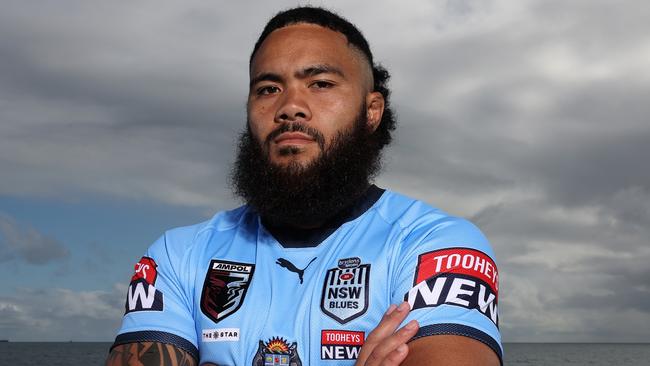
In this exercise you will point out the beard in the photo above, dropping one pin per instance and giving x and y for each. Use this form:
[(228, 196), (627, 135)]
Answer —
[(307, 195)]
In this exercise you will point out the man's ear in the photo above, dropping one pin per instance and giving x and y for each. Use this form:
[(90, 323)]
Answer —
[(374, 109)]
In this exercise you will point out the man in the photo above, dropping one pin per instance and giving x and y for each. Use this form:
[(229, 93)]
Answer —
[(320, 266)]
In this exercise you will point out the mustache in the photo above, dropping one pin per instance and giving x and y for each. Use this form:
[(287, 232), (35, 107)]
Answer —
[(296, 127)]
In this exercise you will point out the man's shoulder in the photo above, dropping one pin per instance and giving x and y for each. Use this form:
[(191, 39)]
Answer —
[(221, 221), (422, 221), (405, 211)]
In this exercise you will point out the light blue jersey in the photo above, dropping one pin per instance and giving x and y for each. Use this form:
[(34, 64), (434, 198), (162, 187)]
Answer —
[(230, 293)]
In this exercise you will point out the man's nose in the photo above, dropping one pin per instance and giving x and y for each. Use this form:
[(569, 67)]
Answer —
[(293, 107)]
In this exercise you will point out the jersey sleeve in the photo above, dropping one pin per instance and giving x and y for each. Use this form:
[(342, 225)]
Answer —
[(158, 305), (447, 272)]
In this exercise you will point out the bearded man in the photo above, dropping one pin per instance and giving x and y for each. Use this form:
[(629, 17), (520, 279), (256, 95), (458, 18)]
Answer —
[(320, 266)]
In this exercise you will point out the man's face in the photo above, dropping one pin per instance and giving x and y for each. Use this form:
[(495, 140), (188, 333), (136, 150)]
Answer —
[(307, 85)]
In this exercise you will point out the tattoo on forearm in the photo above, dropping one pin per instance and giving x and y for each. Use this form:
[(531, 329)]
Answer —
[(149, 354)]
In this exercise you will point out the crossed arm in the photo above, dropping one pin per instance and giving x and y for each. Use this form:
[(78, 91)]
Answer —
[(385, 346), (149, 354)]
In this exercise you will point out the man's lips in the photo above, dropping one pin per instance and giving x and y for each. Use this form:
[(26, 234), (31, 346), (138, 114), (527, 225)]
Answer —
[(293, 138)]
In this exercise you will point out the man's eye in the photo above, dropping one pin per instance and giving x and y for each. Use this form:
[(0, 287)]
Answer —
[(322, 84), (265, 90)]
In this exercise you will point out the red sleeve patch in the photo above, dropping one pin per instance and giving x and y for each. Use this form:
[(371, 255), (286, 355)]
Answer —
[(145, 269), (458, 260), (456, 276)]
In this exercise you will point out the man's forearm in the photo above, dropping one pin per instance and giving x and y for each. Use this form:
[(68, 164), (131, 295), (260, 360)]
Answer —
[(149, 354)]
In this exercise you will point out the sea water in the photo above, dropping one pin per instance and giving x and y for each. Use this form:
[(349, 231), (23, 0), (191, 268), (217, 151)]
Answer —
[(516, 354)]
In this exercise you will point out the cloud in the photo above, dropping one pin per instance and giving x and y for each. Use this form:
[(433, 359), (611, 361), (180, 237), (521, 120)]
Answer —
[(48, 315), (26, 244)]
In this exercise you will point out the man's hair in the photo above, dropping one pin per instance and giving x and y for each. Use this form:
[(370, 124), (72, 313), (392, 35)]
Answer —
[(328, 19)]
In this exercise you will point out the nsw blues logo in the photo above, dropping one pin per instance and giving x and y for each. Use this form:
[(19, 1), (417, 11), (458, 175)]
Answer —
[(345, 290)]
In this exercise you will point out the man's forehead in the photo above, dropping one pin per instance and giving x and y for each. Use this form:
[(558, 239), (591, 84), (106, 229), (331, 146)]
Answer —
[(297, 46), (320, 42)]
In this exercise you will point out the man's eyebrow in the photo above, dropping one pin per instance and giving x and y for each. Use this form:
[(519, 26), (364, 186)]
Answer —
[(308, 71), (266, 76), (314, 70)]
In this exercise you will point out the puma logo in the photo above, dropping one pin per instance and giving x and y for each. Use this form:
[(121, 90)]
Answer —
[(291, 267)]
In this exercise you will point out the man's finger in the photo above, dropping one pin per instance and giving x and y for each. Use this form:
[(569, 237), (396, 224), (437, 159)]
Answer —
[(389, 323), (384, 339), (392, 347)]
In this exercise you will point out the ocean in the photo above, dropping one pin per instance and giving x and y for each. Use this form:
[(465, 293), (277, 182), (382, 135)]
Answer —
[(538, 354)]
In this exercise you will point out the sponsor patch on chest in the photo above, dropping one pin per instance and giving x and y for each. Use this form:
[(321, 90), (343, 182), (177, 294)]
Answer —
[(340, 344), (224, 288), (345, 291), (277, 352), (220, 335)]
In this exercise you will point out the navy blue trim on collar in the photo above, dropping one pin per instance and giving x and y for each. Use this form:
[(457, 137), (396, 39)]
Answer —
[(290, 237), (462, 330), (157, 336)]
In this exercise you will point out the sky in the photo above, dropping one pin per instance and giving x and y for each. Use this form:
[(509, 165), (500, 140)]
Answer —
[(118, 121)]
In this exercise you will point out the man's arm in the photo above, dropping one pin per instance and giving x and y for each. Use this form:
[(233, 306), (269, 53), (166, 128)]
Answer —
[(149, 354), (387, 345), (449, 350)]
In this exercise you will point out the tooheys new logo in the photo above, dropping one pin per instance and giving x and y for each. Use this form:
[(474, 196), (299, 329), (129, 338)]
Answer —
[(142, 294), (457, 276), (340, 344)]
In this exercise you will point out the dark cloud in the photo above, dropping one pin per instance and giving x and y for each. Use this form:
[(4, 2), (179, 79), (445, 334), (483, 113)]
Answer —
[(24, 243), (47, 315)]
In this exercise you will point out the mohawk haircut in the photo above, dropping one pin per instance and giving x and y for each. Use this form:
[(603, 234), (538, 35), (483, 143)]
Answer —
[(328, 19)]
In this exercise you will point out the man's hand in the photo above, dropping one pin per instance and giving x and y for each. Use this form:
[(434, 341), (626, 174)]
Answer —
[(385, 345)]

══════

TASK ITEM: All of the records above are to be printed exactly, with every picture omitted.

ANSWER SPACE:
In this exercise you will point out the beard in the photo above, dropping one pin per instance and giving x and y for each. Use this form:
[(228, 196), (627, 135)]
Answer —
[(307, 195)]
In this exercise you will point out the man's ear in the photo above, dropping one pin per instance and giving x and y for each. Use this form:
[(90, 323)]
Answer —
[(374, 109)]
In this exercise you will point out the man in the photo above, dropping one pin per instance and giving x and y for each. Use this form:
[(229, 93)]
Answer —
[(320, 266)]
In this exercise you will point out the mustache in the photo above, dropping one pin per instance and giving x and y for each. Use this form:
[(287, 232), (35, 107)]
Answer —
[(296, 127)]
In this exercise you will point out the man's shoulder in the photo above, dropping one pin per instance and giving x and y for each. Use this form:
[(191, 39)]
Answer —
[(221, 221), (422, 221), (405, 211)]
In this exercise you will point out the light blue jersey in the photo above, dropping one pin per instance and giving x and y for each. Use this form:
[(34, 64), (434, 198), (162, 187)]
Answer —
[(230, 293)]
In this exercise you will point out the man's nose in the photo above, dropping one pin per instance and giving x and y for each. Use this form:
[(569, 67)]
Answer —
[(293, 107)]
In this exercise you will point out the jersey sleeve in the photo above, dropping one pin per instance and giving x and y for each. Use this form:
[(342, 225)]
Answer —
[(158, 305), (447, 272)]
In this exercise you will point out the bearded man in the photo above, dropping one pin per instance and giving x and y for each. Use this form:
[(629, 17), (520, 279), (256, 95), (458, 18)]
Answer —
[(320, 266)]
In this exercise you will point out the man's face in the photo above, dropping one pin per instance and giving x and y for each. Use this form:
[(495, 140), (188, 333), (136, 150)]
Answer —
[(307, 85)]
In this exercise you will point out the tattoo on forearm in the photo above, dropping one pin per instance and giving x and y for each. Use this form:
[(531, 329)]
Answer —
[(149, 354)]
In this exercise you will point out the crossed arm in the photo above, dropping one pin per instance and giving x and y for each. Use this form:
[(78, 91)]
Answer —
[(385, 346), (149, 354)]
In this exercise you will point out the man's lips in the photo above, dropping one pin per instance and giving x and y for each. Use this form:
[(26, 234), (31, 346), (138, 114), (527, 225)]
Answer —
[(293, 138)]
In this exercise you will point out the man's eye in the photo above, dropping one pin per instance and giving x and y for each. Use this form:
[(0, 287)]
Answer —
[(322, 84), (265, 90)]
In this exercise you will point out the red sleeve patch in the photo above, dropping one pin per instance and giving x and y for each. Use this form:
[(371, 255), (286, 355)]
Answer —
[(145, 269), (458, 260), (456, 276)]
In this exercise you will point out the man's forearm in the photo above, dropping one pin per instance and giving x and y for each. Use this form:
[(68, 164), (131, 295), (260, 360)]
Answer —
[(149, 354)]
In this exercise you will point out the sea water in the photo above, dropping one pin per instance and giving x and y for each. Use this form:
[(349, 231), (23, 0), (191, 268), (217, 151)]
Answer —
[(516, 354)]
In this exercise you will point out the cloud in the photo above, dropping one pin per instance and giving x and y for each. Use this form:
[(433, 359), (611, 361), (180, 237), (521, 120)]
Answer —
[(48, 315), (26, 244)]
In this exercise you will point out the man's hair in the photo above, dropping one pin per instance and giving x and y for each. Use this form:
[(370, 124), (72, 313), (392, 35)]
Answer —
[(328, 19)]
In this exercise you will point out the nsw blues logo in the photo above, dropping one pin per instance and giving x and y for each. Use this form:
[(19, 1), (417, 11), (458, 175)]
Answer —
[(345, 290)]
In this exercise you will point out the man's forehead in the photo above, dropping one pin per instance and giving x and y for each. Use this form:
[(558, 239), (591, 84), (106, 229), (331, 146)]
Answer —
[(297, 46), (320, 42)]
In this exercise you will point out the man's eyebrow in the photo above, dropping one pin per instance and giving x and y for each. Use this form:
[(519, 26), (364, 186)]
Answer —
[(308, 71), (266, 76), (314, 70)]
In this exercise you will point out the puma logo in the photo above, dropping one pin per instance and giving x and y for each. Use this form:
[(121, 90)]
Answer —
[(291, 267)]
In this exercise you will point out the man's finger in the photo above, dropping one pin per instance and giving x and y for each. Use this form:
[(569, 237), (396, 224), (437, 159)]
Answer —
[(389, 323), (384, 339), (392, 347)]
In this exercise you will point out the ocean in the photo above, dropping one pin per instance and giving x and y for each. Use this form:
[(465, 293), (277, 182), (382, 135)]
Answer —
[(538, 354)]
In this exercise you will point out the sponsor patch on chest in the photo above, dropping one pin per instance and giving x and y for each. Use this form:
[(321, 90), (343, 182), (177, 294)]
Answer —
[(340, 344), (224, 288), (345, 291), (277, 352), (220, 335)]
In this exercise you will point out the navy blue trim on collar in the photo above, dropping one pin per instance and giving x and y for each. Use this form:
[(457, 137), (396, 39)]
Answer —
[(290, 237), (462, 330), (157, 336)]
In this exercise you will point out the sky in the photo above, dropping one pin per instance and giving x and y for each. Use this form:
[(509, 165), (500, 140)]
Answer —
[(118, 121)]
In this exercise you will point out the man's arm in the photo above, dropping one pin per instance and giving x and y for each. Use this form:
[(233, 306), (269, 53), (166, 128)]
Answer —
[(149, 354), (387, 345), (449, 350)]
In this exercise you will point out the tooheys new logo in the photo above, dropping one pin per instance and giving x and y for each. Use this form:
[(474, 196), (299, 329), (129, 338)]
Answer —
[(142, 294), (457, 276), (340, 344)]
In this exercise you will point out the dark cloud in the photo above, dropping one pin per instance and giving x and y for each. Use this form:
[(4, 2), (179, 79), (445, 334), (483, 113)]
Answer —
[(24, 243), (47, 315)]
In this exercise you will point out the mohawk haircut in the photo above, dropping one pin per instance and giving x and y for each. Use this form:
[(603, 234), (538, 35), (483, 143)]
Answer —
[(328, 19)]
In this exercise you will point out the man's hand in the photo above, dropping one pin per instance and giving x and y for each. Use this form:
[(434, 341), (626, 174)]
Answer —
[(385, 345)]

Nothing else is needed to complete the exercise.